Aim of the task: Look below for the line containing "Please place a point on the concrete" and the line containing "Please place a point on the upper"; repeat exactly those two lines and all lines between them, and nothing else.
*** Opening Material supplied ***
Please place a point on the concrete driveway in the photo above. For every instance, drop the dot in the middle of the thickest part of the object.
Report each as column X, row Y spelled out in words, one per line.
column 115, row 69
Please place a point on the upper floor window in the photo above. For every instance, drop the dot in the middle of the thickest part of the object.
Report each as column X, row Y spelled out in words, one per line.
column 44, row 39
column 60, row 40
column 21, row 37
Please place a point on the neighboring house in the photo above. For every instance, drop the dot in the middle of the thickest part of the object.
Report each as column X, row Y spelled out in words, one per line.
*** Closing Material supplied ***
*** Opening Material supplied ***
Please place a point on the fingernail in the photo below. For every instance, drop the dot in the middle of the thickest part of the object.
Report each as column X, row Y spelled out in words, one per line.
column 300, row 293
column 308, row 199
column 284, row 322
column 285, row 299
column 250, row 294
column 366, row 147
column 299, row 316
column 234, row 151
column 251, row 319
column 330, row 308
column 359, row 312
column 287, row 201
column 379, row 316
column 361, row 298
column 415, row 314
*** Closing Material supplied ***
*** Opening Material supplied ***
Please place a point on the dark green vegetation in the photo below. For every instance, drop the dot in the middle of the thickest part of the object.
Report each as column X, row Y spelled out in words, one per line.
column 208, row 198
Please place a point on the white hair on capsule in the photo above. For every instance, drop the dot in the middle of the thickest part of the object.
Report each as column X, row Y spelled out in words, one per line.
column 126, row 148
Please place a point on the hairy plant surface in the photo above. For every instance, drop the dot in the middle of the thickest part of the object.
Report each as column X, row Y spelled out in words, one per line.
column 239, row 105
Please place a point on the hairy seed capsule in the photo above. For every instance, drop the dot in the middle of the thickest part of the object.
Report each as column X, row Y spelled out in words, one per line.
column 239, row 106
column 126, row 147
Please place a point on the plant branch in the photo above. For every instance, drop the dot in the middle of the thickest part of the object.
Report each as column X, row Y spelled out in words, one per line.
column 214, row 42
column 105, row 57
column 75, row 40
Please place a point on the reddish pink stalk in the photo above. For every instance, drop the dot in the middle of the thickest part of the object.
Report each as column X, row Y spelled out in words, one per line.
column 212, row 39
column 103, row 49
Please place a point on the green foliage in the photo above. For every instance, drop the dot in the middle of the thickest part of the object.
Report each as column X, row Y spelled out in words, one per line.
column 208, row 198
*** Closing Material supplied ***
Written solution:
Please place a point on the concrete driveway in the photo above. For every instance, drop the dot in the middle of the thickest part of the object.
Report each as column X, row Y spelled out in words, one per line.
column 115, row 69
Please place a point on the upper floor window in the photo above. For every instance, drop the dot in the middle of the thickest part of the object.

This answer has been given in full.